原文节选:
使用Flink入库Nebula的写入速度越来越慢!求解。

  • nebula 版本:
  • 部署方式:分布式
  • 安装方式:RPM
  • 是否为线上版本:Y
  • 硬件信息
    • 磁盘( 推荐使用 SSD)SSD
    • CPU、内存信息
      32c128g 一共五台服务器
      202 metad:9559 graphd:9669 storaged:9779

203 metad:9559 graphd:9669 storaged:9779

204 metad:9559 graphd:9669 storaged:9779

205 graphd:9669 storaged:9779

206 graphd:9669 storaged:9779

  • 问题的具体描述
    使用Flink消费Kafka后写入Nebula
    发现写入速度越来越慢 日志没有明显错误 求解!

  • 相关的 meta / storage / graph info 日志信息(尽量使用文本形式方便检索)

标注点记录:
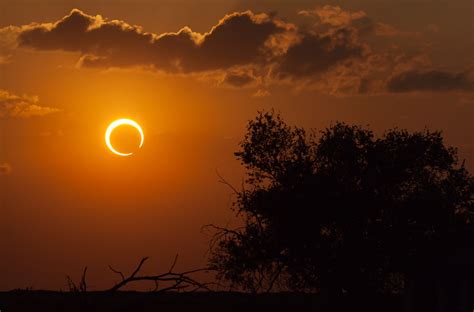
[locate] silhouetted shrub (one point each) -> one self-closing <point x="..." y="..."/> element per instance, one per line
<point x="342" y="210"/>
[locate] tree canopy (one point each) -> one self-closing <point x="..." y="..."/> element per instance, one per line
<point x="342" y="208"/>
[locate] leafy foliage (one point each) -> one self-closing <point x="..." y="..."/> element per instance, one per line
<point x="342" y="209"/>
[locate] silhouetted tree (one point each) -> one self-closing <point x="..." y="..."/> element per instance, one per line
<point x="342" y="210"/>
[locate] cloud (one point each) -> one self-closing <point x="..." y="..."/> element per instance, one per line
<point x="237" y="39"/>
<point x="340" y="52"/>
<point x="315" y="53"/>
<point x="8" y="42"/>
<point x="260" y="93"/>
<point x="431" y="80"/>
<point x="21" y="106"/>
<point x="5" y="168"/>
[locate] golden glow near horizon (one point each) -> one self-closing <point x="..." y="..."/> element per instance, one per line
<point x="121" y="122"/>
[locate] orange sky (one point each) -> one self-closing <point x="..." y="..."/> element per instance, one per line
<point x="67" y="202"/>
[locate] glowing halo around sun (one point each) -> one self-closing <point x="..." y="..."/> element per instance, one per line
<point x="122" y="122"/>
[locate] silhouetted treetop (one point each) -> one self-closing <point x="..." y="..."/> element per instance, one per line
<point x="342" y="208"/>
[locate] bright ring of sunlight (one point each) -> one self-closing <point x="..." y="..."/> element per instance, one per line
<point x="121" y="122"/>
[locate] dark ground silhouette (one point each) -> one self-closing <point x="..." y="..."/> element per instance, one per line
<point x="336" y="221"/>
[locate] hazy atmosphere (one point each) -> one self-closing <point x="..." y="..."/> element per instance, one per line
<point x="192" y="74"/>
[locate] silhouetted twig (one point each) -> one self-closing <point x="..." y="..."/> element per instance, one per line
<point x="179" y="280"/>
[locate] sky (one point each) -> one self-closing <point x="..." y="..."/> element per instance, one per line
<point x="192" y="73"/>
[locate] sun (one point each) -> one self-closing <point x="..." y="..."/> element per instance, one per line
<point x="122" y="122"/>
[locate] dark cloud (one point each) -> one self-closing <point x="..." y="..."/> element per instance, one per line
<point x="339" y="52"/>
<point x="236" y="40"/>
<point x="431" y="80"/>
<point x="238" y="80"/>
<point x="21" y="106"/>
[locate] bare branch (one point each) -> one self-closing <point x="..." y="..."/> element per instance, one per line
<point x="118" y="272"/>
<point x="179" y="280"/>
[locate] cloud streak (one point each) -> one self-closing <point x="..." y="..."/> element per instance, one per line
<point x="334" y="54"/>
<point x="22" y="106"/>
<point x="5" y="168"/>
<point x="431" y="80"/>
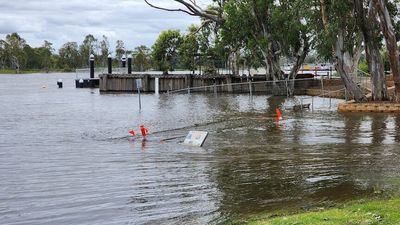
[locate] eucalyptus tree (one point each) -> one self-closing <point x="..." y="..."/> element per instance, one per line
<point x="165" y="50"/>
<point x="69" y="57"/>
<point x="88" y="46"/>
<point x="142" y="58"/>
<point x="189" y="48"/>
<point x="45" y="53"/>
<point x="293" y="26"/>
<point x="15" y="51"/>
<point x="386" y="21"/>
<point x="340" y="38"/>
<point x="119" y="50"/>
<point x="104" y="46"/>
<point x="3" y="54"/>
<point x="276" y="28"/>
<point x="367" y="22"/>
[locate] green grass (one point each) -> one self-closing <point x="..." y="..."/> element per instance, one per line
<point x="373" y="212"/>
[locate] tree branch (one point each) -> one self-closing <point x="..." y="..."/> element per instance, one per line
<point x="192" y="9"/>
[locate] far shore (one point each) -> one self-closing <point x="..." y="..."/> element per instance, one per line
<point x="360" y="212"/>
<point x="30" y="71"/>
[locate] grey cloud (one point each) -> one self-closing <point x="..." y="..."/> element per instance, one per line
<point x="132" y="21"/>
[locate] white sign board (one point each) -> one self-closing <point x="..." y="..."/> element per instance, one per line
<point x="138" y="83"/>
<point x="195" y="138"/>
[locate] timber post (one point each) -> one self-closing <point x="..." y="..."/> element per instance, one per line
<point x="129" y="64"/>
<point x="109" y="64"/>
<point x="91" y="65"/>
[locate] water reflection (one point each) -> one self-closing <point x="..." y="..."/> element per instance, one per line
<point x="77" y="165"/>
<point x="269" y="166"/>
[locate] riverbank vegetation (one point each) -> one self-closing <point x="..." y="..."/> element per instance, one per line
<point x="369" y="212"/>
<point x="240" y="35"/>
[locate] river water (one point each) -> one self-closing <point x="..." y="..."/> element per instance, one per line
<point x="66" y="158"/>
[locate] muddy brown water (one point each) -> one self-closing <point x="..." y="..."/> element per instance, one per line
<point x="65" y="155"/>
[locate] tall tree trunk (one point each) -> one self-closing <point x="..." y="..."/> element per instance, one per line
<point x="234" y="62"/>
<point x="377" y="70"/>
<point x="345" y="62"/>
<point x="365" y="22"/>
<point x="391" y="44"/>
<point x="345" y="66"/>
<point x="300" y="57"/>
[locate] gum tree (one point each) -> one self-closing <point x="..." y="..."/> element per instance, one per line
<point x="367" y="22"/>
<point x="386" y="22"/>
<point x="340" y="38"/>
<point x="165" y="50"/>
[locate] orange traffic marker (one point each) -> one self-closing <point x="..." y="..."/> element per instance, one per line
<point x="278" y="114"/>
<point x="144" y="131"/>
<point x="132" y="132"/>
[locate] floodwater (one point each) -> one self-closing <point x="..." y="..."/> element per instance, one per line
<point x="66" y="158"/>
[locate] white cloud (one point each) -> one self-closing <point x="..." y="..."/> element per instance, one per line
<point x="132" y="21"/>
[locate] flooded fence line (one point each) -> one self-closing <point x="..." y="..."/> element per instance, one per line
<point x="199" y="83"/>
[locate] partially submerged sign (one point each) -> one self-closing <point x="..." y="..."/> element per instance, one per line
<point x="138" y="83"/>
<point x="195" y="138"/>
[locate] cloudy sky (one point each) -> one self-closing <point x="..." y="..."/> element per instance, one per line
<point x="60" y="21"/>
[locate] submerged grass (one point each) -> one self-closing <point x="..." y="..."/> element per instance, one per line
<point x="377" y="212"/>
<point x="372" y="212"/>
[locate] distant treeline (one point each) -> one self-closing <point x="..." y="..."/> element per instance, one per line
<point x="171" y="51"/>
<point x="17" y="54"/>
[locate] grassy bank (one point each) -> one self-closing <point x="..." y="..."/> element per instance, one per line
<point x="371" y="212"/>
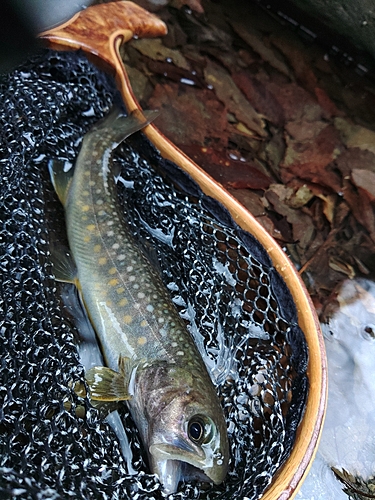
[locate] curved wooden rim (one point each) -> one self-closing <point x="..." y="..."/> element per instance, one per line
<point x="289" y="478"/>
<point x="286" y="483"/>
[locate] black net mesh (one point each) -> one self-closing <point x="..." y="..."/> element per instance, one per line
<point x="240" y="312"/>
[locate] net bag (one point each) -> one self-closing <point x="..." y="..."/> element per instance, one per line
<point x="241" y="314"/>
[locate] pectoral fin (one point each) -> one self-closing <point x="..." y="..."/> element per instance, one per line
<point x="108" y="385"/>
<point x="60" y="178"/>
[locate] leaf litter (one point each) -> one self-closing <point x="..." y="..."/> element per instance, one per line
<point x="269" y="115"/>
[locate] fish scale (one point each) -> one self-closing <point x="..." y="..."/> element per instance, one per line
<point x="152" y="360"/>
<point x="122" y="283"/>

任务要求:
1. 把标注点条目里从含有"[locate] net bag"的那一行到条目末尾的各行(首尾两行都算)全部重新写出。答案中的每个坐标数值都加上90,其他内容保持不变。
2. 从Flink写入Nebula越来越慢的那篇帖子停下的地方接着往下写。

参考答案:
1.
[locate] net bag (one point each) -> one self-closing <point x="..." y="..."/> element per instance, one per line
<point x="331" y="404"/>
[locate] pectoral fin (one point each) -> one self-closing <point x="..." y="..."/> element per instance, one per line
<point x="198" y="475"/>
<point x="150" y="268"/>
[locate] leaf litter (one point each) -> one self-closing <point x="..." y="..."/> element per instance, one per line
<point x="359" y="205"/>
[locate] fish scale (one point each) -> one self-closing <point x="..." y="..."/> element per instance, one per line
<point x="242" y="450"/>
<point x="212" y="373"/>

2.
meta配置
########## basics ##########
# Whether to run as a daemon process
--daemonize=true
# The file to host the process id
--pid_file=pids/nebula-metad.pid

########## logging ##########
# The directory to host logging files
--log_dir=logs
# Log level, 0, 1, 2, 3 for INFO, WARNING, ERROR, FATAL respectively
--minloglevel=0
# Verbose log level, 1, 2, 3, 4, the higher of the level, the more verbose of the logging
--v=0
# Maximum seconds to buffer the log messages
--logbufsecs=0
# Whether to redirect stdout and stderr to separate output files
--redirect_stdout=true
# Destination filename of stdout and stderr, which will also reside in log_dir.
--stdout_log_file=metad-stdout.log
--stderr_log_file=metad-stderr.log
# Copy log messages at or above this level to stderr in addition to logfiles. The numbers of severity levels INFO, WARNING, ERROR, and FATAL are 0, 1, 2, and 3, respectively.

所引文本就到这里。